What you should do
Retype the records below word for word and omit any image.

Stored data
________________

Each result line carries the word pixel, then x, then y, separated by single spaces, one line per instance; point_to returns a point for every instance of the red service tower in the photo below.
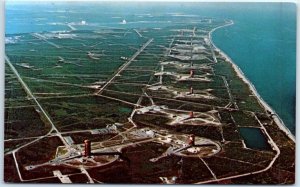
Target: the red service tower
pixel 191 90
pixel 87 148
pixel 191 140
pixel 191 73
pixel 191 114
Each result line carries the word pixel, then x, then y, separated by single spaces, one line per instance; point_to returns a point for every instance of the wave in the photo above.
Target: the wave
pixel 12 39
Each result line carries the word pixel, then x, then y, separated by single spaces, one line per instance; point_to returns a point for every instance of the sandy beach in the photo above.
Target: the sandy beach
pixel 239 72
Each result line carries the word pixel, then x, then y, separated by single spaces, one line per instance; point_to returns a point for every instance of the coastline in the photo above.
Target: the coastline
pixel 240 74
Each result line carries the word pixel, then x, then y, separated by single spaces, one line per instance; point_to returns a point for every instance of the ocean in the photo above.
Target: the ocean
pixel 262 41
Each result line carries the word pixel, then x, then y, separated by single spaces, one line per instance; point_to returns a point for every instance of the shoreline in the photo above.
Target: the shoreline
pixel 261 101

________________

Result for this exercise
Each result line carries the word pixel, then x, then y, separated by single spaces, one line per instance; point_to returns a point for every instance of the red service tower in the photo below.
Target: the red service tower
pixel 191 90
pixel 87 148
pixel 191 140
pixel 191 73
pixel 191 114
Each result line carries the word pixel, then x, then y, separated by single spaces, one line per instance; point_to returns a point for every instance of the wave in the photo above.
Target: the wave
pixel 12 39
Each result line carries the word pixel, then x, then y, separated by single spaces, one line per instance; point_to returns a point for every instance of the sandy beach in the photo above.
Target: the sandy beach
pixel 239 72
Each result line carries the word pixel, then x, then y, separated by single spaces, one line per instance; point_to returns a point for every instance of the coastline in the photo above.
Target: the coastline
pixel 240 74
Each result line carries the word pixel, then x, then y, separated by single spaces, one line per instance; point_to returns a point for every instance of the ocean in the photo above.
Target: the ocean
pixel 262 41
Each result line carries the word pixel, then x, then y, separated by single spaces, one line per instance; point_to returns a point for every instance of the shoreline in the photo above.
Target: the shoreline
pixel 261 101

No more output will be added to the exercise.